ZITIERTER TEXTAUSZUG:
Forschungsinteresse

Ein Ziel informatikdidaktischer Forschung ist zu ergründen, wie Lernende neue Herausforderungen bewältigen, miteinander interagieren und Werkzeuge zielführend einsetzen. In einem pädagogischen Escape Room können das Verhalten und die Problemlösungsstrategien von Probanden in einer natürlichen Umgebung beobachtet werden. Im Gegensatz zu traditionellen Laborumgebungen erleben die Lernenden ein immersives Setting, das einen authentischen Datenerfassungsprozess erlaubt.

Erhebung von Forschungsdaten im Projekt «CS Eduscape»

Ähnlich wie in anderen Escape Rooms ([2,3]) werden die Teams während des Spiels beobachtet, vor und nach dem Spiel mit Fragebögen befragt und in Nachbesprechungen mit ihnen diskutiert. Zudem werden Audio- und Videodateien für detaillierte Analysen gespeichert. In früheren Durchführungen fiel auf, dass die gesammelten Daten oft unvollständig waren. Um dieses Problem zu beheben, werden Interaktionen der Probanden mit den Rätseln – wenn möglich – automatisiert erfasst.

Rätsel ohne automatisierte Datenerfassung

Es gibt Rätsel, in denen eine automatisierte Datenerfassung derzeit noch nicht möglich ist. Beispielsweise müssen die Probanden eine Nachricht mithilfe von Morsecode decodieren. Dieses Rätsel zeigt uns, wie sie das Problem identifizieren, Rollen verteilen und Hinweise verwenden. Da sie jedoch nicht mit einem Gerät interagieren, ist die automatisierte Datenerfassung nicht trivial und wir sind auf Video- und Audiodateien sowie manuelle Notizen angewiesen.

Morse
Morsecode, Foto: Mareen Grillenberger, PHSZ

Rätsel mit partiell-automatisierter Datenerfassung

In einem Sortierrätsel werden Blechdosen nach Gewicht sortiert. Hier wird gespeichert, wann welche Dosen ins Regal gestellt werden, jedoch nicht, welcher Algorithmus verwendet wird. Durch Video- und Audioaufnahmen können wir die Sortierstrategien rekonstruieren. Die Logdaten unterstützen die Analyse, indem sie Zwischenergebnisse und Herausforderungen aufzeigen.

Sortierung, Foto: Johanna Unternährer, PHSZ

Rätsel mit vollständig automatisierter Datenerfassung

Ein Beispiel für vollständig automatisierte Datenerfassung ist ein Rätsel, bei dem die Spieler einen Roboterarm mit Blockcode programmieren. Jede Aktion wird im Logfile gespeichert, sodass wir analysieren können, wie die Schülerinnen und Schüler den Code erstellen, testen und anpassen. Auch ein Rätsel, in welchem ein Fluchtweg unter bestimmten Bedingungen geplant werden muss, wird vollständig automatisiert erfasst und ermöglicht so eine detaillierte Vorgehensanalyse.

VERFÜGBARE DATEN:
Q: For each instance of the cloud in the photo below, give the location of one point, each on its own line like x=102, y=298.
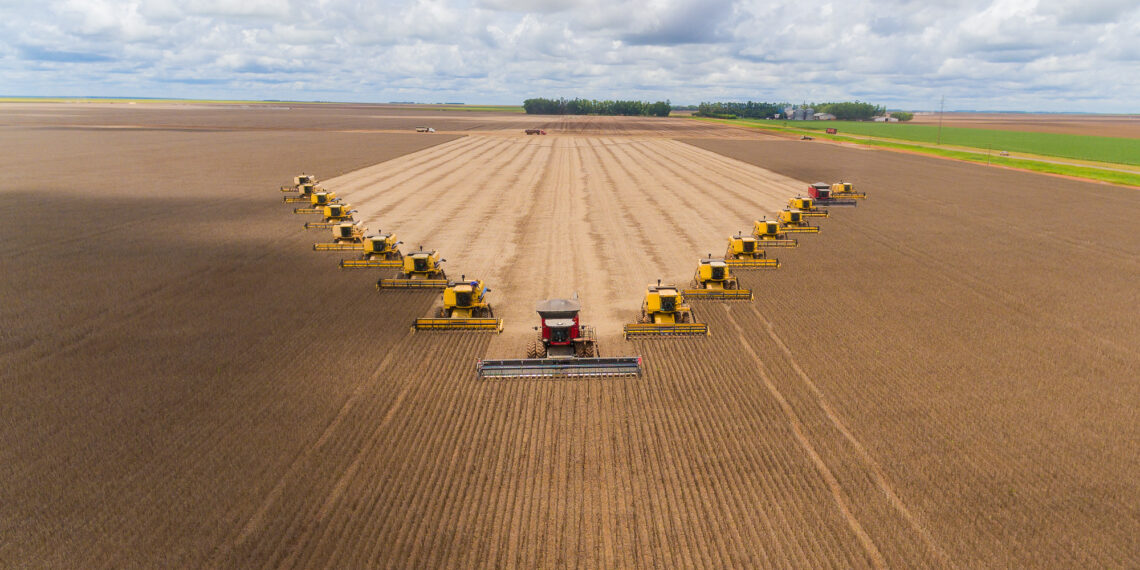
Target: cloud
x=1048, y=55
x=38, y=54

ARBEITSAUFTRAG:
Geben Sie aus dem Textauszug über die Datenerfassung im pädagogischen Escape Room den Abschnitt zwischen „Ein Beispiel für“ und „eine detaillierte Vorgehensanalyse.“ wörtlich wieder, beide Stellen eingeschlossen.

ERGEBNIS:
Ein Beispiel für vollständig automatisierte Datenerfassung ist ein Rätsel, bei dem die Spieler einen Roboterarm mit Blockcode programmieren. Jede Aktion wird im Logfile gespeichert, sodass wir analysieren können, wie die Schülerinnen und Schüler den Code erstellen, testen und anpassen. Auch ein Rätsel, in welchem ein Fluchtweg unter bestimmten Bedingungen geplant werden muss, wird vollständig automatisiert erfasst und ermöglicht so eine detaillierte Vorgehensanalyse.